Exercise details: Rewrite the stretch from the line containing "point: the person sitting" through the line containing "[[426, 316], [152, 296], [219, 303]]" as a Markdown table with the columns No. and Text, giving each line a number and omitting any blank lines.

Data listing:
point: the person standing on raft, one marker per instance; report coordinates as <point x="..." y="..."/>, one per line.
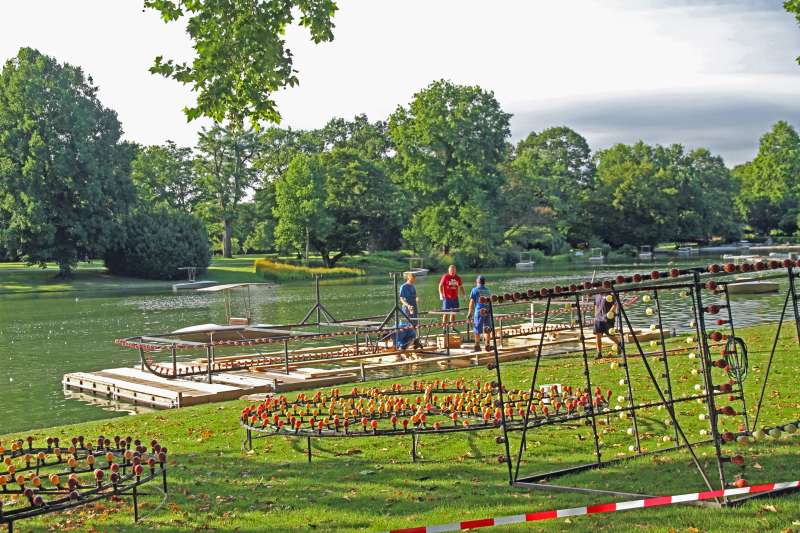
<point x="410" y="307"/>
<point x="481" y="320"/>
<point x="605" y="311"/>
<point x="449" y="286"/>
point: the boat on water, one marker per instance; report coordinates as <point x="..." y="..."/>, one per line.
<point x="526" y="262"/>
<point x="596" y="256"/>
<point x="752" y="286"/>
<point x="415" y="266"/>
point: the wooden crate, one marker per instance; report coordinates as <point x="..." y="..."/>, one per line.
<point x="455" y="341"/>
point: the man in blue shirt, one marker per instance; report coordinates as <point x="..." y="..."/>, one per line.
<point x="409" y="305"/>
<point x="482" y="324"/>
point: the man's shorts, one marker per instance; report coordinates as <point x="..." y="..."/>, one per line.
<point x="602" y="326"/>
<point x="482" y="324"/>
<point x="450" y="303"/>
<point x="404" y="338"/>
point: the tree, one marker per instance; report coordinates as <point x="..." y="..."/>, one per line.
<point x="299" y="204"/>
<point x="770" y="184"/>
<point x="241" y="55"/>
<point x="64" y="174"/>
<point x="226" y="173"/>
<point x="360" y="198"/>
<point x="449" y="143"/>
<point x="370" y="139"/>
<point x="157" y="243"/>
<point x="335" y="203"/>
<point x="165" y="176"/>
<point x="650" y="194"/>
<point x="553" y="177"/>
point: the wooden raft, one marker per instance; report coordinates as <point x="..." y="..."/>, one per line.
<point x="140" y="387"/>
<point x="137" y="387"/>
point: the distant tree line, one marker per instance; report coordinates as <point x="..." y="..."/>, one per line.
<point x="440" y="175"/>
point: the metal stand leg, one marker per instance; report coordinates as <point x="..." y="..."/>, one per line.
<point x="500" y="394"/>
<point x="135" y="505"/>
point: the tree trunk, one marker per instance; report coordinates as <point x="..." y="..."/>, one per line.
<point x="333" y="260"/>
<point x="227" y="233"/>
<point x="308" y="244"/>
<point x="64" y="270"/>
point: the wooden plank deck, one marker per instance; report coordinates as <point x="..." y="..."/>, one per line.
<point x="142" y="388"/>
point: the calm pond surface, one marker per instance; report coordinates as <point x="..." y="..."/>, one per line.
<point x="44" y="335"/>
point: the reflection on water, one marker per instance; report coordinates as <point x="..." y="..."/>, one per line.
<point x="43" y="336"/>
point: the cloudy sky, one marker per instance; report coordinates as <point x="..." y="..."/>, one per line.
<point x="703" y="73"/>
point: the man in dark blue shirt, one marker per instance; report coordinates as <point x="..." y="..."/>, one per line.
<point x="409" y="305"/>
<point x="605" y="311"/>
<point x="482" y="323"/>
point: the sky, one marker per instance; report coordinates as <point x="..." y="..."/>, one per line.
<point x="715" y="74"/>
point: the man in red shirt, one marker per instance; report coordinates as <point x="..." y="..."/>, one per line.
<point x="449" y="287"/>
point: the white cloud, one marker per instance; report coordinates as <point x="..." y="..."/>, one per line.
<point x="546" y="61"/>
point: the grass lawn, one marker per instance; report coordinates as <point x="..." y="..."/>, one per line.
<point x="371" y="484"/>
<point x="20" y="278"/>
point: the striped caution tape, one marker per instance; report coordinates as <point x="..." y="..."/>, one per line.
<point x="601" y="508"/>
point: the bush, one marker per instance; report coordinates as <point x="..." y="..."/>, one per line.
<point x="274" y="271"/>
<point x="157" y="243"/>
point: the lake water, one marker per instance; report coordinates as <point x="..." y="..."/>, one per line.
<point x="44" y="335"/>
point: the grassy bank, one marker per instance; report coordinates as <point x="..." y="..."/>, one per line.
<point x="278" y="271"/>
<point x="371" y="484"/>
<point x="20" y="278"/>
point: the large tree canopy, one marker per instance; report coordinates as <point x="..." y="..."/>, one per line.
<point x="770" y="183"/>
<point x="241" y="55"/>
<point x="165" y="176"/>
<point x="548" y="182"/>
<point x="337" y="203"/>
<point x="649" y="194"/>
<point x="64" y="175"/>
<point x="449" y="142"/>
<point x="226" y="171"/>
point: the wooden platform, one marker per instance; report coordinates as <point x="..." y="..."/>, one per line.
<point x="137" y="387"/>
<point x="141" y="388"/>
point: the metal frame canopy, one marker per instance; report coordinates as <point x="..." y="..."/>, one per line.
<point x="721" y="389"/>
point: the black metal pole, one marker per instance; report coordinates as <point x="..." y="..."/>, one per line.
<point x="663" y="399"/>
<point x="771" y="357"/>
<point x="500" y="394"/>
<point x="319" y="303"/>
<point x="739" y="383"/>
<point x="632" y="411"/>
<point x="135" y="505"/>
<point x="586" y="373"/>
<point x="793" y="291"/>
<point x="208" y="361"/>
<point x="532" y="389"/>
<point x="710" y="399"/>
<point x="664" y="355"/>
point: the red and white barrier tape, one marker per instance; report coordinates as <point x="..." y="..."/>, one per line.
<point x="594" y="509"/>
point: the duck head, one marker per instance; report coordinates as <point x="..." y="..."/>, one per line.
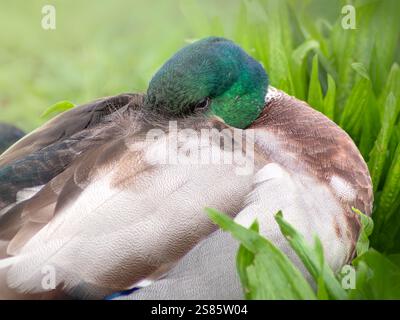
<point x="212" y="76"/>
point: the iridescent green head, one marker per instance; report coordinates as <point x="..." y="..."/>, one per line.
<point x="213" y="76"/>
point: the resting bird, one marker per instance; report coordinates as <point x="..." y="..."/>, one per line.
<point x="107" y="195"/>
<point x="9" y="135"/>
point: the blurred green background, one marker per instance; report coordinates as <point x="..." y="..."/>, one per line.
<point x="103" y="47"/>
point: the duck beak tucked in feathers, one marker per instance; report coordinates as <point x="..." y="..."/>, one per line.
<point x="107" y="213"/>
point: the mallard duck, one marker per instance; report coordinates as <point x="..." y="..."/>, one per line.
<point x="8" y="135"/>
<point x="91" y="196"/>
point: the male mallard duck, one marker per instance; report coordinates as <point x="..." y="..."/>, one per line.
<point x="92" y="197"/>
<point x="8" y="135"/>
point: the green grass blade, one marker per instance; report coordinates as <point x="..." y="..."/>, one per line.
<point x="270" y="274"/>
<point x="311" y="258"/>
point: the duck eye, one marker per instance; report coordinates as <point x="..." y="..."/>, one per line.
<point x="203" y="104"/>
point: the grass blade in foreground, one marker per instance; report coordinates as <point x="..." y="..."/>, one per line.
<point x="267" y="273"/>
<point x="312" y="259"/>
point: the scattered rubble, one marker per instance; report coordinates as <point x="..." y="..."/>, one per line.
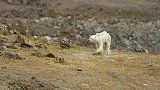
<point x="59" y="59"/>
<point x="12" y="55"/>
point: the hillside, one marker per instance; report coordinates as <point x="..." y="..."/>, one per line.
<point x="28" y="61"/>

* * *

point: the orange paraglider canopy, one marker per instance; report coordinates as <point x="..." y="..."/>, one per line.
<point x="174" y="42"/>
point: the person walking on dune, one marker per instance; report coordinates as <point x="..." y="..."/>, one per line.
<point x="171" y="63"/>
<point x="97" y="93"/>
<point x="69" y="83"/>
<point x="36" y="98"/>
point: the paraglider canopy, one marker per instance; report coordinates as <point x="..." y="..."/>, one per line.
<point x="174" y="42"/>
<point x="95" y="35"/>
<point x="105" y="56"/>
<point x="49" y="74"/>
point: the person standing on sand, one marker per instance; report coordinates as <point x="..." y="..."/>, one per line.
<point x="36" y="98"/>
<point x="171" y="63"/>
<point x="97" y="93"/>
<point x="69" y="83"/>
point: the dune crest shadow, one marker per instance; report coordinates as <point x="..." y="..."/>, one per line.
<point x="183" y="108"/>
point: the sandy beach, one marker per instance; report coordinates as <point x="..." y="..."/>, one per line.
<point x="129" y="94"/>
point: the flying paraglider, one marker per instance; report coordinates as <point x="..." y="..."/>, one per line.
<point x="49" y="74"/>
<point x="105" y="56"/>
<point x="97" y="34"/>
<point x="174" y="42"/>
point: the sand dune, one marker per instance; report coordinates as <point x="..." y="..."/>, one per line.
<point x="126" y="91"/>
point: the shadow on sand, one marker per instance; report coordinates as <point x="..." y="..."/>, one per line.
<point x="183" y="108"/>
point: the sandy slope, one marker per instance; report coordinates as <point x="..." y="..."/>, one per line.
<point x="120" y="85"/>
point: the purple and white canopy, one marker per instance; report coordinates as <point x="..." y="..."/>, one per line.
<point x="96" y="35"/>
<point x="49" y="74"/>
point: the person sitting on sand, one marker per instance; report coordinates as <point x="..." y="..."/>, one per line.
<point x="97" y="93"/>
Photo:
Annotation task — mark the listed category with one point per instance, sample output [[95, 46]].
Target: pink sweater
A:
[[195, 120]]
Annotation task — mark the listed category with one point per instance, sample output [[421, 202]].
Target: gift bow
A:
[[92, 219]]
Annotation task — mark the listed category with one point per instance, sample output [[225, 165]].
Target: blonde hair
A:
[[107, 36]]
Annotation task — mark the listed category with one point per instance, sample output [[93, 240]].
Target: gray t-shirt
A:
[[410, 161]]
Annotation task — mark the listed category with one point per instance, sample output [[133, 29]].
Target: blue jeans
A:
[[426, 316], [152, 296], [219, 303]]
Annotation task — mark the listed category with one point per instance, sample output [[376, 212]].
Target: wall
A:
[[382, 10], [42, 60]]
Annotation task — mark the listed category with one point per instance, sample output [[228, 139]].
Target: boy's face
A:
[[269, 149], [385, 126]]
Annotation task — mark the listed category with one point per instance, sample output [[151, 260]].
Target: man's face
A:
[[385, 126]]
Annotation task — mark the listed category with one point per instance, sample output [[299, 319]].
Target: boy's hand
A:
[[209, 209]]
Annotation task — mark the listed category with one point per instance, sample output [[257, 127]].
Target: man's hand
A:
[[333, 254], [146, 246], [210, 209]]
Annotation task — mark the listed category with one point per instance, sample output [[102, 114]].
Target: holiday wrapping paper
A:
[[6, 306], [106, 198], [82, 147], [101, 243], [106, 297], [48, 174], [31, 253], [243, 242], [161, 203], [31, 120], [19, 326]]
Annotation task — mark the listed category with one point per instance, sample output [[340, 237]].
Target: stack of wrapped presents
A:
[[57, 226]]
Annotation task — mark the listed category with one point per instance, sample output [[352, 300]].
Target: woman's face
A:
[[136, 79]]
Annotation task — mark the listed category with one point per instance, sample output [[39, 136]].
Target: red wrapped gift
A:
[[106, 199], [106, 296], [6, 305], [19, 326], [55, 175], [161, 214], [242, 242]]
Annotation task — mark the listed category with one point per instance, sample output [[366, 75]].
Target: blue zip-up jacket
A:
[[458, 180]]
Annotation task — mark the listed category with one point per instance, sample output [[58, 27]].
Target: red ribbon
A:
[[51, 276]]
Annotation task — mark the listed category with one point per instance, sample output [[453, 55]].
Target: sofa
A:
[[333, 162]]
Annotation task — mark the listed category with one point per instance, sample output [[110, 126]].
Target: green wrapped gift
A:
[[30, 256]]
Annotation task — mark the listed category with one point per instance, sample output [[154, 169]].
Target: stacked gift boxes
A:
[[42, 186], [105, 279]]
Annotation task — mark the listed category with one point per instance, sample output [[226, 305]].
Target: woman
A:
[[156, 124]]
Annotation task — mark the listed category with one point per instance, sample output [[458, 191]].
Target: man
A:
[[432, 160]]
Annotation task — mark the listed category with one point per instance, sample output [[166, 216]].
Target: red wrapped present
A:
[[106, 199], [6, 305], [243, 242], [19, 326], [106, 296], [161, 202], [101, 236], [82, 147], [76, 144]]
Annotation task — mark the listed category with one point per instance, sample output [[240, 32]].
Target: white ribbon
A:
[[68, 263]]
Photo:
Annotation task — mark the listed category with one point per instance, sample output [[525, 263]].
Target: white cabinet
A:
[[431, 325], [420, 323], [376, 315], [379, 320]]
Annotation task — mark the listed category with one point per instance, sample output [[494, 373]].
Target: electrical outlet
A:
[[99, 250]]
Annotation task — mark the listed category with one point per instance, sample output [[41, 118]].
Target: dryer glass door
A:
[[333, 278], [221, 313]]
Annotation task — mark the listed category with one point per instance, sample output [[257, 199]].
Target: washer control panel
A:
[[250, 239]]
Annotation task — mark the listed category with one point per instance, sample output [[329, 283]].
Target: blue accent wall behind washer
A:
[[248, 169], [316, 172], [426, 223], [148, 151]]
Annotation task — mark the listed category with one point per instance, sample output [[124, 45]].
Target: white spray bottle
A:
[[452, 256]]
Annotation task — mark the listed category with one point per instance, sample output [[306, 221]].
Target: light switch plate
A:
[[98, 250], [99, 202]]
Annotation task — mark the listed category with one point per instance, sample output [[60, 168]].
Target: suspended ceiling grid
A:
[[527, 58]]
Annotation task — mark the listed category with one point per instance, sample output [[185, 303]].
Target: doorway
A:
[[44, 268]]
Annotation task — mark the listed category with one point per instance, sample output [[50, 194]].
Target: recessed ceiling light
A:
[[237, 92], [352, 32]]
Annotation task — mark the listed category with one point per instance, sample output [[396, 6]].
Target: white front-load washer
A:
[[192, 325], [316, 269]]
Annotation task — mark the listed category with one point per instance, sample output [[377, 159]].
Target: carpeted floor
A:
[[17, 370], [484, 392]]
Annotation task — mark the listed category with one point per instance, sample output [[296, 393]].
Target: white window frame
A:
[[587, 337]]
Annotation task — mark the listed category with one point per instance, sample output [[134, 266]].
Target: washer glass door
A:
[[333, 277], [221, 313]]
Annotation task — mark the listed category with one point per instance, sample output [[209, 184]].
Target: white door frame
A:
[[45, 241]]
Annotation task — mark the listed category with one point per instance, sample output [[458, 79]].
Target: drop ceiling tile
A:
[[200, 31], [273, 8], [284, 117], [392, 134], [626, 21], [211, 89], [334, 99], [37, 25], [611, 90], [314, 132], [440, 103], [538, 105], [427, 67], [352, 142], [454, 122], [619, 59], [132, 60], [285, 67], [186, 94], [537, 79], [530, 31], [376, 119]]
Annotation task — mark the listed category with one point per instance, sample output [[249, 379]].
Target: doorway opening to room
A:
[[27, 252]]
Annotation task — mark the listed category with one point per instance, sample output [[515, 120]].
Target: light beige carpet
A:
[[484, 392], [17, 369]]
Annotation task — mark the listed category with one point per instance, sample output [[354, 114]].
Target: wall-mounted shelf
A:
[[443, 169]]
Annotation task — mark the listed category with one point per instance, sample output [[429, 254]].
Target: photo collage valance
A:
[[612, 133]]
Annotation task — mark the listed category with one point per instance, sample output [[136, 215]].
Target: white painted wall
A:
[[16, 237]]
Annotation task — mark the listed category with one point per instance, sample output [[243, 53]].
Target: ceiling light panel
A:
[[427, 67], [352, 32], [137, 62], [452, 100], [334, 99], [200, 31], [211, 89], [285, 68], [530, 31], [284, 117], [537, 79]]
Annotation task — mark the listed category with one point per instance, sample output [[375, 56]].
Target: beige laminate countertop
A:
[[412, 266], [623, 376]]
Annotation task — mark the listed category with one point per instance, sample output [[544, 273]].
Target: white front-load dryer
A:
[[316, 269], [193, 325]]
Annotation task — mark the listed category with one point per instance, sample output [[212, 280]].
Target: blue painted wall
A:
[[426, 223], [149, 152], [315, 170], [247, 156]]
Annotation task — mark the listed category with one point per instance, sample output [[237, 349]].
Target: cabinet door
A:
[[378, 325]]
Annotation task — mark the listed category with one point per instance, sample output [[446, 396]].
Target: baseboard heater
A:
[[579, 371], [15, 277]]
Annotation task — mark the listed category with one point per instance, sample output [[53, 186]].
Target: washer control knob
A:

Result of the exercise:
| No. | Text |
|---|---|
| 1 | point: the person sitting on sand, one marker per instance; report coordinates as <point x="..." y="..."/>, one per line. |
| 2 | <point x="97" y="93"/> |
| 3 | Photo: |
| 4 | Annotation task — mark the listed category with one point per instance, sample output [[95, 46]]. |
| 5 | Target: pink sweater |
| 6 | A: |
| 7 | [[195, 120]] |
| 8 | Annotation task — mark the listed category with one point per instance, sample output [[421, 202]]. |
| 9 | Target: gift bow |
| 10 | A: |
| 11 | [[92, 219]] |
| 12 | Annotation task — mark the listed category with one point per instance, sample output [[225, 165]]. |
| 13 | Target: blonde hair |
| 14 | A: |
| 15 | [[107, 36]] |
| 16 | Annotation task — mark the listed category with one point per instance, sample output [[93, 240]]. |
| 17 | Target: gray t-shirt |
| 18 | A: |
| 19 | [[410, 161]] |
| 20 | Annotation task — mark the listed category with one point per instance, sample output [[133, 29]]. |
| 21 | Target: blue jeans |
| 22 | A: |
| 23 | [[426, 316], [152, 296], [219, 303]] |